==== 文档正文

Hadoop Archives(HDFS文件归档)

来源：cnblogs　　作者：zhuzhu&you　　时间：2021/4/6 9:39:15　　对本文有异议

Hadoop Archives Guide (HDFS文件归档)
一.简介：
Hadoop Archives 是特殊的归档格式,一个 Hadoop archives对应一个文件系统目录。
hadoop Archives 的扩展名是*.har。
Hadoop Archives 包含元数据（形式是_index和_masterindex）和数据（part-*）文件。
index 文件包含了归档文件的文件名和位置信息。
二.应用场景：
HDFS可能保存大量小文件，NameNode占用大量内存。需要把小文件合并。
hdfs中可能保存大量小文件（当然不产生小文件是最佳实践），这样会把namenode 的namespace搞的很大。namespace保存着hdfs文件的inode信息，文件越多需要的namenode内存越大，但内存毕竟是有限的（这个是目前hadoop的硬伤）。

三.下面图片展示了，har文档的结构。har文件是通过mapreduce生成的，job结束后源文件不会删除。

hdfs并不擅长存储小文件，因为每个文件最少占用一个block，每个block的元数据都会在namenode节点占用内存，如果存在这样大量的小文件，它们会吃掉namenode节点的大量内存。
hadoop Archives可以有效的处理以上问题，他可以把多个文件归档成为一个文件，归档成一个文件后还可以透明的访问每一个文件，并且可以做为mapreduce任务的输入

四.优缺点分析
Hadoop archive 唯一的优势可能就是将众多的小文件打包成一个har 文件了，那这个文件就会按照dfs.block.size 的大小进行分块，因为hdfs为每个块的元数据大小大约为150个字节，如果众多小文件的存在（什么是小文件内，就是小于dfs.block.size 大小的文件，这样每个文件就是一个block）占用大量的namenode 堆内存空间，打成har 文件可以大大降低namenode 守护节点的内存压力。但对于MapReduce 来说起不到任何作用，因为har文件就相当一个目录，仍然不能讲小文件合并到一个split中去，一个小文件一个split ，任然是低效的，这里要说一点<<hadoop 权威指南中文版>>对这个翻译有问题，上面说可以分配到一个split中去，但是低效的。

五.删除与恢复:
hdfs文件被归档后，系统不会自动删除源文件，需要手动删除。
hadoop fs -rmr /user/hadoop/xxx/201310/*.*.* 正则表达式来删除的，大家根据自己的需求删除原始文件
有人说了，我删了，归档文件存在，源文件不在了，如果要恢复怎么办，其实这也很简单,直接从har 文件中 cp出来就可以了。

========
==== 给定条目

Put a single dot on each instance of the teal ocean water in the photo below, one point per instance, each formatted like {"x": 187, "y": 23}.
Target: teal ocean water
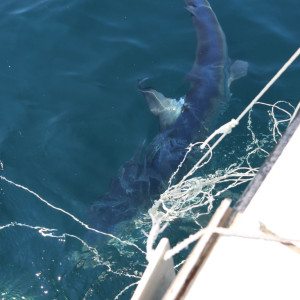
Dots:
{"x": 71, "y": 115}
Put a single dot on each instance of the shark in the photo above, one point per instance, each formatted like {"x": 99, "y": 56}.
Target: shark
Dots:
{"x": 182, "y": 121}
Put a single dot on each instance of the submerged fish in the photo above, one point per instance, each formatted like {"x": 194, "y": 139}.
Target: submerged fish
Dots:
{"x": 190, "y": 118}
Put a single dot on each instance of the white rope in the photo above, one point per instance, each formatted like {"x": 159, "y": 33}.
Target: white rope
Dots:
{"x": 246, "y": 110}
{"x": 229, "y": 233}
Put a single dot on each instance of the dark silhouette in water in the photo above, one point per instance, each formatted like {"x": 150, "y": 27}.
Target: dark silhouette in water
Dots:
{"x": 144, "y": 177}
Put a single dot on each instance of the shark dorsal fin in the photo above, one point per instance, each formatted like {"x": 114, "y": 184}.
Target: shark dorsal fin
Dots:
{"x": 167, "y": 109}
{"x": 238, "y": 69}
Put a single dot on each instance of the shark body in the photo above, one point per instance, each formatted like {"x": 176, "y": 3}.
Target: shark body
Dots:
{"x": 144, "y": 177}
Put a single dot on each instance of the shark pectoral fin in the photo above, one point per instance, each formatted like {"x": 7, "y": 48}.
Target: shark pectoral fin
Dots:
{"x": 166, "y": 109}
{"x": 238, "y": 69}
{"x": 156, "y": 101}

========

-- 简短练习 1 --
请从“来源：cnblogs　　作者”到“是目前hadoop的硬伤）。”，原样摘录Hadoop Archives一文中的这段文字。
-- 简短练习 2 --
判断下列说法是否与Hadoop Archives一文相符，每项回答“是”或“否”，并原样引用文中起决定作用的语句：(a) 文件归档后，系统会自动删除源文件；(b) har文件是通过mapreduce生成的；(c) 文中称hdfs每个块的元数据大约为150个字节。
-- 简短练习 3 --
从Hadoop Archives一文的最后一句之后接着续写。
以上条目是独立的材料，与Hadoop Archives一文互不相干。

-- 作答 1 --
来源：cnblogs　　作者：zhuzhu&you　　时间：2021/4/6 9:39:15　　对本文有异议

Hadoop Archives Guide (HDFS文件归档)
一.简介：
Hadoop Archives 是特殊的归档格式,一个 Hadoop archives对应一个文件系统目录。
hadoop Archives 的扩展名是*.har。
Hadoop Archives 包含元数据（形式是_index和_masterindex）和数据（part-*）文件。
index 文件包含了归档文件的文件名和位置信息。
二.应用场景：
HDFS可能保存大量小文件，NameNode占用大量内存。需要把小文件合并。
hdfs中可能保存大量小文件（当然不产生小文件是最佳实践），这样会把namenode 的namespace搞的很大。namespace保存着hdfs文件的inode信息，文件越多需要的namenode内存越大，但内存毕竟是有限的（这个是目前hadoop的硬伤）。

-- 作答 2 --
(a) 否：“hdfs文件被归档后，系统不会自动删除源文件，需要手动删除。”
(b) 是：“har文件是通过mapreduce生成的”
(c) 是：“hdfs为每个块的元数据大小大约为150个字节”

-- 作答 3 --
hadoop fs -cp /user/xxx/201310/201310.har/* /user/hadoop/xxx/201310/

六.如何创建：
英文：
Usage: hadoop archive -archiveName name -p <parent> <src>* <dest>
-archiveName is the name of the archive you would like to create. An example would be foo.har. The name should have a *.har extension. The parent argument is to specify the relative path to which the files should be archived to. Example would be :
-p /foo/bar a/b/c e/f/g
Here /foo/bar is the parent path and a/b/c, e/f/g are relative paths to parent. Note that this is a Map/Reduce job that creates the archives. You would need a map reduce cluster to run this. For a detailed example the later sections.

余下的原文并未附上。